Task details:
Go through the records below and copy out every line that contains the word "reflection".

Given data:
——

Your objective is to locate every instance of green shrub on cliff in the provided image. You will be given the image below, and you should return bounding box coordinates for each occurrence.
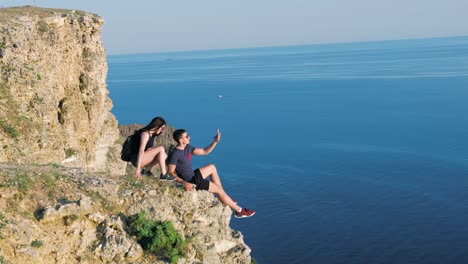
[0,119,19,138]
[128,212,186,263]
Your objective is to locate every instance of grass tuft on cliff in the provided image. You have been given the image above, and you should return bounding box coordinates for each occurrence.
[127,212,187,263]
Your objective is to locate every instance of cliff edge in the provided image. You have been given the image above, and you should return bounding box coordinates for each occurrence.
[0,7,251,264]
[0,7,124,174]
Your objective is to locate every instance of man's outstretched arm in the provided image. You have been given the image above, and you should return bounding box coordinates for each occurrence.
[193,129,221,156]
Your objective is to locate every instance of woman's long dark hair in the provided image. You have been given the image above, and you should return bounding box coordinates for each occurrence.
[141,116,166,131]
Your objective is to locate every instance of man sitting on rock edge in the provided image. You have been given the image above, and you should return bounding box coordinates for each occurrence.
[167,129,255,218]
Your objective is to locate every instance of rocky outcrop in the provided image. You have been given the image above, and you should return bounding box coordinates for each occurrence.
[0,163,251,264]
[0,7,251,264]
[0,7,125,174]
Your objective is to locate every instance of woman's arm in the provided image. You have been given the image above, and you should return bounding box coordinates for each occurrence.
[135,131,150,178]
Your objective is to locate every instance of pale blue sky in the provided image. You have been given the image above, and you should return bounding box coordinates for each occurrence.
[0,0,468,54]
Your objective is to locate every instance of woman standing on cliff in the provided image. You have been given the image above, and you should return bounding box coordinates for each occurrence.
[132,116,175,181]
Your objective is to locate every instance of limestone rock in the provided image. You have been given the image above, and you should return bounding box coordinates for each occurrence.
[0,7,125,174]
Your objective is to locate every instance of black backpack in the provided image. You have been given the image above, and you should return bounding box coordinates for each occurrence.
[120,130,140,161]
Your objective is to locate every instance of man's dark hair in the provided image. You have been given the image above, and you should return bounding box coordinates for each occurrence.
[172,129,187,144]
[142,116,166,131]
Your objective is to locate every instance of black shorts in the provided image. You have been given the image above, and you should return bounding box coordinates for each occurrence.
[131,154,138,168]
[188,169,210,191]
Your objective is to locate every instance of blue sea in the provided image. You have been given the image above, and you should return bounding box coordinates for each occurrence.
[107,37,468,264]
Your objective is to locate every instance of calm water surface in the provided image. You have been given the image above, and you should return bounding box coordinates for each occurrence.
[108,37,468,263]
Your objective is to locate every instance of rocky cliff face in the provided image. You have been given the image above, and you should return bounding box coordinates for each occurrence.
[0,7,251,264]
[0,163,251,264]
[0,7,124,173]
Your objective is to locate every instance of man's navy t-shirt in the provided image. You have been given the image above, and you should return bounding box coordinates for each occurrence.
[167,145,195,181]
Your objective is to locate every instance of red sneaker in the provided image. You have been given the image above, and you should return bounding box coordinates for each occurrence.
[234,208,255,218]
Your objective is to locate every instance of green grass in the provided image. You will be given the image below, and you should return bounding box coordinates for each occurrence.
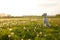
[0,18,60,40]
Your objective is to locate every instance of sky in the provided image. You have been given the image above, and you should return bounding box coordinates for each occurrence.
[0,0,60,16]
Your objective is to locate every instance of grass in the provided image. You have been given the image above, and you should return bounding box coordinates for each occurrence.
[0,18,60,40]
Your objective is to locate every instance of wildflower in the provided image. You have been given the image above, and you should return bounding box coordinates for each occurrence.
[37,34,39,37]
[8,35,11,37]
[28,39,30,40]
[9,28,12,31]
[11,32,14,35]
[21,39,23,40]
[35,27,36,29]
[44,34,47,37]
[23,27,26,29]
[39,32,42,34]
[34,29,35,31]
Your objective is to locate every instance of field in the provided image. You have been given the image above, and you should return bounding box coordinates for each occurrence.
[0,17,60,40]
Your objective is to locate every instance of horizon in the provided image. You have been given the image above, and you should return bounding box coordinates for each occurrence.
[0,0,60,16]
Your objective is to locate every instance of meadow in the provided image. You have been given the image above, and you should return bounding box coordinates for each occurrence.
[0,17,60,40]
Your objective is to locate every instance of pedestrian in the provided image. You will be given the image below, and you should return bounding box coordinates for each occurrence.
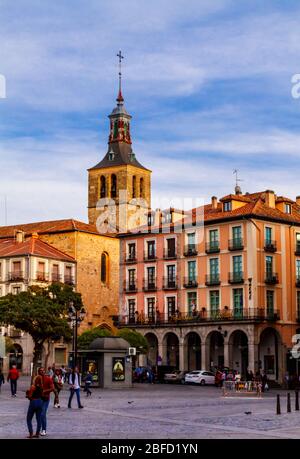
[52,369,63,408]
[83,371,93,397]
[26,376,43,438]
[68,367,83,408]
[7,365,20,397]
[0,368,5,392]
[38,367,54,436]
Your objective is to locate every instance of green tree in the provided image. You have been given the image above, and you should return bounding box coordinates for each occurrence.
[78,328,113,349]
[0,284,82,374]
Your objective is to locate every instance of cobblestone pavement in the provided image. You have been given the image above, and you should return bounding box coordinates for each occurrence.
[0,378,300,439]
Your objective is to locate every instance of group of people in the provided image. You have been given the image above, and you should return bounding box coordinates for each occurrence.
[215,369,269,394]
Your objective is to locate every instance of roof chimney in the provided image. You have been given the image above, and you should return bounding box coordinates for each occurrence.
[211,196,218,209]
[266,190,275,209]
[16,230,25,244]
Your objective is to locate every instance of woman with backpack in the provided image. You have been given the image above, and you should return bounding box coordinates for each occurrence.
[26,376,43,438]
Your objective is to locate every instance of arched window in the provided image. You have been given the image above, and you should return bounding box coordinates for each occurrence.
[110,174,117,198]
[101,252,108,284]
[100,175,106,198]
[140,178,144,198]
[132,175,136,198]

——

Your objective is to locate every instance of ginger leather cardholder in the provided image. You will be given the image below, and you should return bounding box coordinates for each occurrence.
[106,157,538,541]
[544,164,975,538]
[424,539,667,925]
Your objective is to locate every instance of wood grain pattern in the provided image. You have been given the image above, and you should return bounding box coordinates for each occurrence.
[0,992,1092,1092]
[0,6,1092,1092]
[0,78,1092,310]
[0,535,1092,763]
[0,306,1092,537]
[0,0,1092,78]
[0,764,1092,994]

——

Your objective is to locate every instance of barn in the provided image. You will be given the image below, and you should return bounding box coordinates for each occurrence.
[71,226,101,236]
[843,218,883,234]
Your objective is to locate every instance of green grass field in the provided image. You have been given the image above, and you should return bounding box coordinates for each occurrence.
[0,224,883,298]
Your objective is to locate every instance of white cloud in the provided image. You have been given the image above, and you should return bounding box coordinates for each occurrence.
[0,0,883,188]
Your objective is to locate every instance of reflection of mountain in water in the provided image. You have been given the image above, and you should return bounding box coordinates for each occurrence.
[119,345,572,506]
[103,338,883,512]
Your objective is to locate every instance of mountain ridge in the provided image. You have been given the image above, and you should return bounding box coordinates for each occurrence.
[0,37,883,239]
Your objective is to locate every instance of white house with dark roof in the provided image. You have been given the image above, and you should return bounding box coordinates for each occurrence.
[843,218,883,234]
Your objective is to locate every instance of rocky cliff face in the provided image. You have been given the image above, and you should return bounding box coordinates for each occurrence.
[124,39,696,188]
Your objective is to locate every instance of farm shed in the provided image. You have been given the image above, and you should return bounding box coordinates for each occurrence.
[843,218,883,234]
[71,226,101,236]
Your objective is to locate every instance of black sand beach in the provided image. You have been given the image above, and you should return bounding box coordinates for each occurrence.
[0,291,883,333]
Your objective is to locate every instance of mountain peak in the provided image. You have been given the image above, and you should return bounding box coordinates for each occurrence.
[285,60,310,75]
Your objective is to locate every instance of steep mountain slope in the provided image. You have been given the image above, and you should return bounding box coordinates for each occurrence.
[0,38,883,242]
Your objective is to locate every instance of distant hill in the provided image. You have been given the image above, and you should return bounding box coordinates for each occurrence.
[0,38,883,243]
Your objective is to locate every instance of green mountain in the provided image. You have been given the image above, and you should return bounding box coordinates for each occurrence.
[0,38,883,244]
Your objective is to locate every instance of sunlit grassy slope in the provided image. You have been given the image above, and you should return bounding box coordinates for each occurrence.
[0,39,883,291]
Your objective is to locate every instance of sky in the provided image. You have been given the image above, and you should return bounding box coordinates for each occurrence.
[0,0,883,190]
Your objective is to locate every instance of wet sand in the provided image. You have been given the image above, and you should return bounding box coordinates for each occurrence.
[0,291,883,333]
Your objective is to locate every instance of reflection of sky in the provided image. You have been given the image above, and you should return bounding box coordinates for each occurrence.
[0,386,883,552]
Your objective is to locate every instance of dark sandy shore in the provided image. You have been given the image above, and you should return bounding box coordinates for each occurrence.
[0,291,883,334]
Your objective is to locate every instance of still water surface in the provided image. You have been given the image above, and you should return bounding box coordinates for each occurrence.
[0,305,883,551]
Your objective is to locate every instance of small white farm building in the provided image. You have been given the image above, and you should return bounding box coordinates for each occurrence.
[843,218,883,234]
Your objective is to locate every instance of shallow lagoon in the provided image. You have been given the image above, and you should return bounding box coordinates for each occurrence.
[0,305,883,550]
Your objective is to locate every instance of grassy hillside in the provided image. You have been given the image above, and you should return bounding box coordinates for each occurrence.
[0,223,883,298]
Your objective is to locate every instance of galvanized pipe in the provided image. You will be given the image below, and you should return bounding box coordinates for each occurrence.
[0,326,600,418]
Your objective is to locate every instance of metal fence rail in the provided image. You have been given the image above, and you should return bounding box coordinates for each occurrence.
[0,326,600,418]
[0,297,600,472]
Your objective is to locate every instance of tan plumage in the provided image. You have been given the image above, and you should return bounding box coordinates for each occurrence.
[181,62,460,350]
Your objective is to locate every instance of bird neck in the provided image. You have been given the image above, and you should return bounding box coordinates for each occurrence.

——

Right answer:
Your objective is to locate every instance of reflection of mountain in water in the provided image. You have been given the image above, and you should return bounding box coordinates for each occurrence.
Your objective is to locate every instance of reflection of sky in the provided image. You have been given the image above, and you should return bounding box coordinates for each occurrence.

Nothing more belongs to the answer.